*Requirements:* Pull out every line of the rows below that contains the string "multi". Case counts.

*Data:*
☆ ☆ ☆ ☆ ☆ ☆ ☆
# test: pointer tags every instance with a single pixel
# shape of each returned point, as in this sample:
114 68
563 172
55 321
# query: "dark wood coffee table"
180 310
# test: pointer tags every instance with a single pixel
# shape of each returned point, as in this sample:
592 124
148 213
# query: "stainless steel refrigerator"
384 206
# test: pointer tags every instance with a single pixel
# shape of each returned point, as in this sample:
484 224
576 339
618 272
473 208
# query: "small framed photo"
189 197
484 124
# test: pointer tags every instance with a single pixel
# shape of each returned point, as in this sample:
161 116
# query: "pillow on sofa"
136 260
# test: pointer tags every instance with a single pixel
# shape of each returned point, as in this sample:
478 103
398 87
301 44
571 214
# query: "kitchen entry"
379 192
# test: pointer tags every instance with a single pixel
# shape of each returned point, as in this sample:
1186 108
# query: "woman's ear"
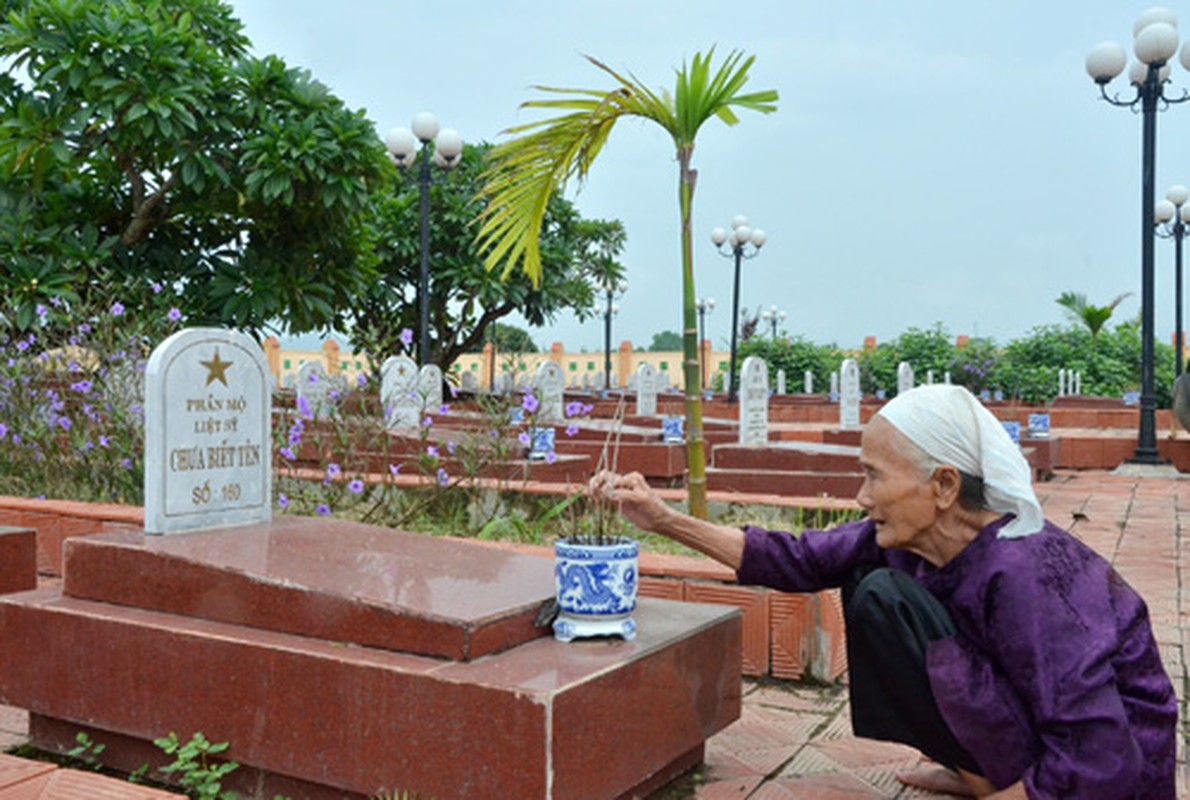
947 486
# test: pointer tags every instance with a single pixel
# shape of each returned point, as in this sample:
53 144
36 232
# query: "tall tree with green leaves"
1084 313
543 156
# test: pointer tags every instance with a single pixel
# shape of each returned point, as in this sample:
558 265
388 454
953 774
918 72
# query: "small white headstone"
753 401
646 391
399 392
903 377
551 386
208 454
849 395
313 387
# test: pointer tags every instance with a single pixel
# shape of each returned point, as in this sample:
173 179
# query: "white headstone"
753 401
399 392
903 377
551 386
849 395
313 387
208 454
646 391
430 387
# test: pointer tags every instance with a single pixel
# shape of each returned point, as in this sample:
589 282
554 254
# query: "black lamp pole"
1156 42
1169 212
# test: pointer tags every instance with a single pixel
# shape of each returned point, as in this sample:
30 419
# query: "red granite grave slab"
327 579
18 554
575 720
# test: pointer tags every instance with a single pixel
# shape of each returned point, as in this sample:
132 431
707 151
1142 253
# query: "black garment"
890 620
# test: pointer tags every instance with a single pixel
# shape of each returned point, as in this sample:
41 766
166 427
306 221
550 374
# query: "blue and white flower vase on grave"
596 588
540 443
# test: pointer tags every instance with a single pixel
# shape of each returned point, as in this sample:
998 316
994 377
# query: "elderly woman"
978 632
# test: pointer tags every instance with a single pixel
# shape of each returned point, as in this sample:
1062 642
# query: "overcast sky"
929 161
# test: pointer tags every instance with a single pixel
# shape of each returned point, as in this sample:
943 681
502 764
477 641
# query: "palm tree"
543 156
1084 313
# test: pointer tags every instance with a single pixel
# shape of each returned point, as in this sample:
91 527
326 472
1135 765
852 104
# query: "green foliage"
143 142
795 356
194 766
922 349
666 342
467 299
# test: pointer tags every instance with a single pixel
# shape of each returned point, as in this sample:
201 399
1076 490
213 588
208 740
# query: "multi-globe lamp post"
402 148
774 317
1154 42
613 289
705 307
743 242
1172 214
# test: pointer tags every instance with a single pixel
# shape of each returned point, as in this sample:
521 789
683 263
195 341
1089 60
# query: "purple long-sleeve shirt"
1053 677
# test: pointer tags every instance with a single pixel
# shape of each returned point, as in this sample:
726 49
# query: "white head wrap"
953 427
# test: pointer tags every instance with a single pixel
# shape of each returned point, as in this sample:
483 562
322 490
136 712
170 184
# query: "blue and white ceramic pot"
596 587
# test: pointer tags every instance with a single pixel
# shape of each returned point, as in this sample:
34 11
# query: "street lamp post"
1172 214
705 307
774 317
737 248
611 310
402 148
1156 41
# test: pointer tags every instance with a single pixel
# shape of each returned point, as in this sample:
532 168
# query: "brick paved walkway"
794 741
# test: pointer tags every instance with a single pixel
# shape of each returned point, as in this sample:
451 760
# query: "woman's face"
896 497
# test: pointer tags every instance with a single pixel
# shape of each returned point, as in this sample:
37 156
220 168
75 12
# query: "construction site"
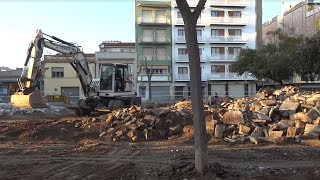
274 134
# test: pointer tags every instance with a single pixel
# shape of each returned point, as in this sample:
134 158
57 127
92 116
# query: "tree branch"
196 13
184 8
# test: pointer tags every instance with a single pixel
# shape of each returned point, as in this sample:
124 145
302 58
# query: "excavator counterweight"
32 100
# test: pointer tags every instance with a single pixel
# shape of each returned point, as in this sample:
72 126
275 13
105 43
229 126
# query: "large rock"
232 117
288 105
301 116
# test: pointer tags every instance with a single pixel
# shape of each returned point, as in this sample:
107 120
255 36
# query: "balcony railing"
184 58
155 77
223 57
228 39
180 21
229 2
229 20
155 40
215 76
152 20
182 39
154 58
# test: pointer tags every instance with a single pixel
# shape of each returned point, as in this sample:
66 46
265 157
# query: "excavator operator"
119 81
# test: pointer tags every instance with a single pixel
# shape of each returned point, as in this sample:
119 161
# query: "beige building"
302 18
62 79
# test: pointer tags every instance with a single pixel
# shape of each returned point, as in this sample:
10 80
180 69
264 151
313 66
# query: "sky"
85 22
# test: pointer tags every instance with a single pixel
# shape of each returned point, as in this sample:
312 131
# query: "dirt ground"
38 147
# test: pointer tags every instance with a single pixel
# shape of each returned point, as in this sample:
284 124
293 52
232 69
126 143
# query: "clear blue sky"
85 22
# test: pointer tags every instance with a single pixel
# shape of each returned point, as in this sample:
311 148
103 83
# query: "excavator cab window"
106 77
120 76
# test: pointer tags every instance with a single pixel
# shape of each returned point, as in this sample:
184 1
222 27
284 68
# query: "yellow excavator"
112 89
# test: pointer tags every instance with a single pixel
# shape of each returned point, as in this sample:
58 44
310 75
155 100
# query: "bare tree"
190 24
148 69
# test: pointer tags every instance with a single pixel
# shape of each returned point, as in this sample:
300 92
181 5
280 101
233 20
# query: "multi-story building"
302 18
153 48
8 82
62 79
223 28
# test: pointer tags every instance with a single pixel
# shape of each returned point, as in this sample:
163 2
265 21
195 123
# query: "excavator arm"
28 96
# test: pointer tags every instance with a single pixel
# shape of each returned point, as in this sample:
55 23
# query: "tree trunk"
200 137
149 86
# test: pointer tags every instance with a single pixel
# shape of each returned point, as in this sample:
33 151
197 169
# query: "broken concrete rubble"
268 116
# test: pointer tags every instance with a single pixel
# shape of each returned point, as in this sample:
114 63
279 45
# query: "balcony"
155 77
182 39
229 21
153 21
223 57
233 3
180 22
184 58
229 76
154 40
215 76
229 39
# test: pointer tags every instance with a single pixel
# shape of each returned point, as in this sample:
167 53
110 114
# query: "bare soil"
41 147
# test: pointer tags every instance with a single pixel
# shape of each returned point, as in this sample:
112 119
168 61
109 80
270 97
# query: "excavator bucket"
33 100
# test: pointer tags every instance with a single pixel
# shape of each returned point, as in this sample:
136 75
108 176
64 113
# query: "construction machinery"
112 88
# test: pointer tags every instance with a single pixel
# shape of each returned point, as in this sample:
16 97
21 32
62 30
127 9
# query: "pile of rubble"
138 124
270 116
6 109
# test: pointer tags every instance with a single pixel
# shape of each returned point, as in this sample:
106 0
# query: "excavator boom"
28 95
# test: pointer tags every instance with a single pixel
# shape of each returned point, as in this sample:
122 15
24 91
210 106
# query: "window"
146 16
217 13
199 32
234 14
180 32
182 70
160 16
217 32
218 69
182 51
234 50
156 71
147 35
179 15
161 53
218 50
160 35
147 53
142 91
234 32
57 72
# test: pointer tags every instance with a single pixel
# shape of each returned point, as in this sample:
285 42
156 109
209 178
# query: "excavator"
112 88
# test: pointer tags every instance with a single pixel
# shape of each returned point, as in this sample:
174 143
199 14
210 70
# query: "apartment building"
302 18
153 49
8 82
223 28
62 79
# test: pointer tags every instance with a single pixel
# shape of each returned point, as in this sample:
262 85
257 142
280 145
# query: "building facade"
61 79
8 82
153 49
223 28
302 18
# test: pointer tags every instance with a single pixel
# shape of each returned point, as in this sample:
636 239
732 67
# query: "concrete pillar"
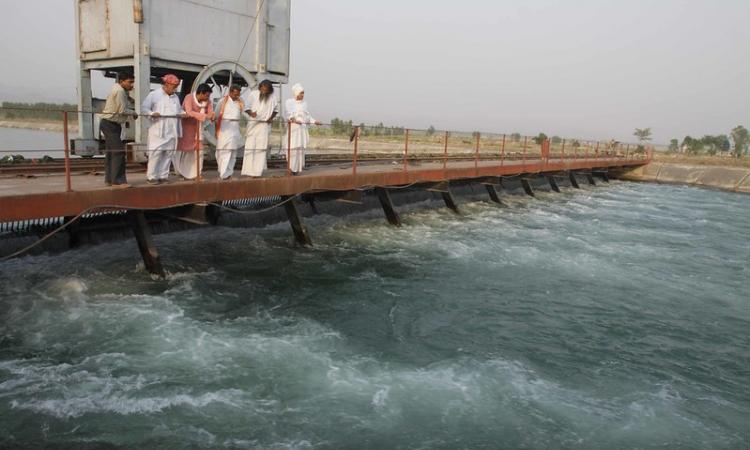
553 183
493 193
573 180
527 187
450 201
142 232
388 209
295 220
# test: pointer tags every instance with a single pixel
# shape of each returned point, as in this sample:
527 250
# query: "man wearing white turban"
262 105
299 118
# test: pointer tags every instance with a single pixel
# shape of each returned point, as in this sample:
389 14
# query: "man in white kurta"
229 137
262 105
299 118
163 106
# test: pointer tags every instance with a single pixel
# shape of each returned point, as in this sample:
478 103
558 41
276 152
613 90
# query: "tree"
710 142
643 134
741 139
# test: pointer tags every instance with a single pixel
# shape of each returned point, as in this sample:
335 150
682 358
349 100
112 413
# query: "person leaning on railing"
117 110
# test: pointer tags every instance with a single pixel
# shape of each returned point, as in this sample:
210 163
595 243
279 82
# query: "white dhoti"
185 164
225 159
159 158
299 140
254 161
226 151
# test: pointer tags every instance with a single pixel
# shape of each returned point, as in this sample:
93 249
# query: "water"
614 317
31 143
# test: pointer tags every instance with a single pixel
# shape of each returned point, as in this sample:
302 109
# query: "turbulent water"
31 143
613 317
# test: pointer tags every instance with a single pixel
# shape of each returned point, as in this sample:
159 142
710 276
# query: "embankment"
735 179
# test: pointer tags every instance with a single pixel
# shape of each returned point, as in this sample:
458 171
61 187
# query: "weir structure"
367 164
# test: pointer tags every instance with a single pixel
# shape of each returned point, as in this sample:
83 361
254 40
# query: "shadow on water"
609 317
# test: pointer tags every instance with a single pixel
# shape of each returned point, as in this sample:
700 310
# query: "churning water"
614 317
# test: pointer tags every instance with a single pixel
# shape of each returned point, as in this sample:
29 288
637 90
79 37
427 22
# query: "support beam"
388 209
603 175
450 201
295 220
145 241
573 180
527 187
493 193
553 183
73 229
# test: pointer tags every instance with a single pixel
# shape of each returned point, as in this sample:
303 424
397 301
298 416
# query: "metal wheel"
220 76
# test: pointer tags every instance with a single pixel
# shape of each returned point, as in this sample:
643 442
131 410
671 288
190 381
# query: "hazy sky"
578 68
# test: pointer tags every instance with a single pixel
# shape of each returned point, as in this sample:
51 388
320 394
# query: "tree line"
36 111
736 143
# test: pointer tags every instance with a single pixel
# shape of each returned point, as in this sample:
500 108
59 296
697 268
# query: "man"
188 159
117 110
262 105
228 136
163 106
298 116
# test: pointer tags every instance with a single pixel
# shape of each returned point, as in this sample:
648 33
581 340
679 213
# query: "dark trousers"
114 158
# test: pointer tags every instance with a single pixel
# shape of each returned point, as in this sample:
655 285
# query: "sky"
575 68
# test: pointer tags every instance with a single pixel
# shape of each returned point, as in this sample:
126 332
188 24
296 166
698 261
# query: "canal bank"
734 179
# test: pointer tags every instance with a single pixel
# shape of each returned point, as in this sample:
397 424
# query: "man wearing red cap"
163 106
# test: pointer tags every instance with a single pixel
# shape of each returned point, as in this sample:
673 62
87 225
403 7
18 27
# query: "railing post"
356 150
406 150
476 154
68 182
502 151
445 151
198 142
289 148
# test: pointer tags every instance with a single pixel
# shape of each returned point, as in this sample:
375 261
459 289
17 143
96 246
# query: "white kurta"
300 136
163 132
258 131
229 139
186 163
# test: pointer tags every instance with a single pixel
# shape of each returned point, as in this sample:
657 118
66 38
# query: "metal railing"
370 144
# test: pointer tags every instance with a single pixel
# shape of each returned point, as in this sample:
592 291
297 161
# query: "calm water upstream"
612 317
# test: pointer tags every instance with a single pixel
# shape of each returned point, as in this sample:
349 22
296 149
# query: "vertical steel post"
445 151
288 148
476 154
356 150
406 149
562 152
68 183
502 151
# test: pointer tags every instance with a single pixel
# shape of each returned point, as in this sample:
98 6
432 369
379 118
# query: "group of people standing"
175 134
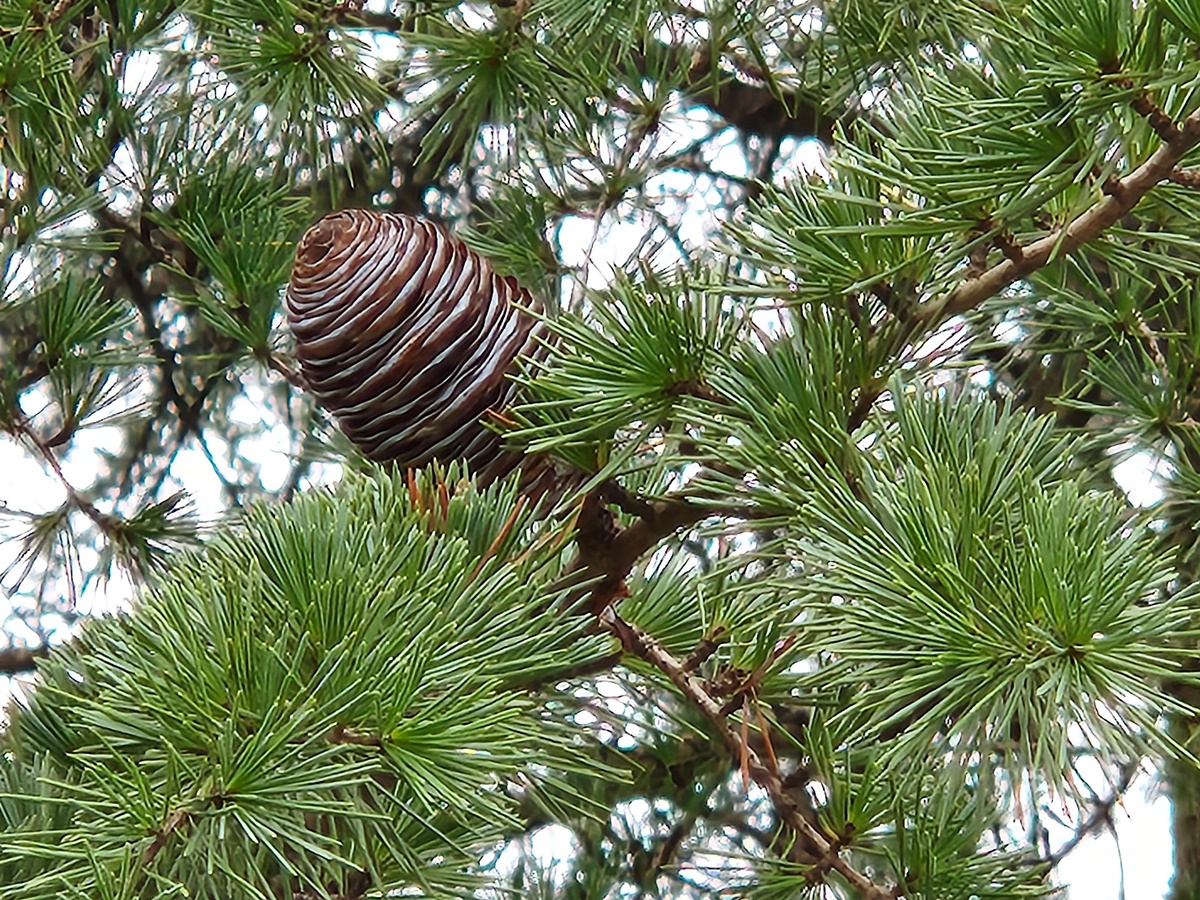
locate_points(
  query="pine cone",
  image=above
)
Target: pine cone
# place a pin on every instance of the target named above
(407, 335)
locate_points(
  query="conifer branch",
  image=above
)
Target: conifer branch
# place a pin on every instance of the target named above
(1087, 226)
(16, 660)
(826, 852)
(1186, 177)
☆ ☆ ☆ ☆ ☆ ☆ ☆
*The response:*
# query: "multi-globe lamp post"
# query: "multi-story building"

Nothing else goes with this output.